- _JOB_: Return, unchanged, the stretch of the entries below from the line containing "the white goat" through the last line of the entries.

[BEGIN INPUT RECORDS]

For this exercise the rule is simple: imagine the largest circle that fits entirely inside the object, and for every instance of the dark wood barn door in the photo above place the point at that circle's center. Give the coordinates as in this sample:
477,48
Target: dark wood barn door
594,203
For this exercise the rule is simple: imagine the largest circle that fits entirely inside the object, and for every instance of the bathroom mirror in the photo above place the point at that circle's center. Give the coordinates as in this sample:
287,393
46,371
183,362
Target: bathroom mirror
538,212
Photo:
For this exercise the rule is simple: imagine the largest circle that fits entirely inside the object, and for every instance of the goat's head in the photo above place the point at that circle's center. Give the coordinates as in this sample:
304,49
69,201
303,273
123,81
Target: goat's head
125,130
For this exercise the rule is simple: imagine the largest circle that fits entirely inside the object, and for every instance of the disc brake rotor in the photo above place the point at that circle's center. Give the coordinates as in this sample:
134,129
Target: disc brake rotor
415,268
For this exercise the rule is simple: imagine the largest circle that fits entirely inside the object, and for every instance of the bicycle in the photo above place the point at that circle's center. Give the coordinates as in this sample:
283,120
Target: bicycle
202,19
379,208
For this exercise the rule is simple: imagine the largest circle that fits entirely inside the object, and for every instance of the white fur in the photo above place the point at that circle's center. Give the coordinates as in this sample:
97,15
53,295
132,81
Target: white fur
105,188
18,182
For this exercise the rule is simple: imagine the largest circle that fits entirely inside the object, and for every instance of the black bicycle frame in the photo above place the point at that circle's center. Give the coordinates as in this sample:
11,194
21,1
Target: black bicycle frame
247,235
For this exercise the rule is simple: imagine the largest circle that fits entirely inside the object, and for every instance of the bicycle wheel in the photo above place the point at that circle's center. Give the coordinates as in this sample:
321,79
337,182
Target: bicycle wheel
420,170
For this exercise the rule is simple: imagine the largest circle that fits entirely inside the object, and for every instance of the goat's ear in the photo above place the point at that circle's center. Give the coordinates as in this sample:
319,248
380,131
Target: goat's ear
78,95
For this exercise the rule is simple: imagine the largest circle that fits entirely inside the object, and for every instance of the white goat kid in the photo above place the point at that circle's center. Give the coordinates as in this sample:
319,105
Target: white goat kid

[END INPUT RECORDS]

- _OUTPUT_:
For this exercise the rule is simple: imagine the largest circle that fits entirely inside the object, and for every instance of the white goat kid in the photo above place the point at that circle's center. Give the coordinates as in this sample:
319,105
Target: white goat kid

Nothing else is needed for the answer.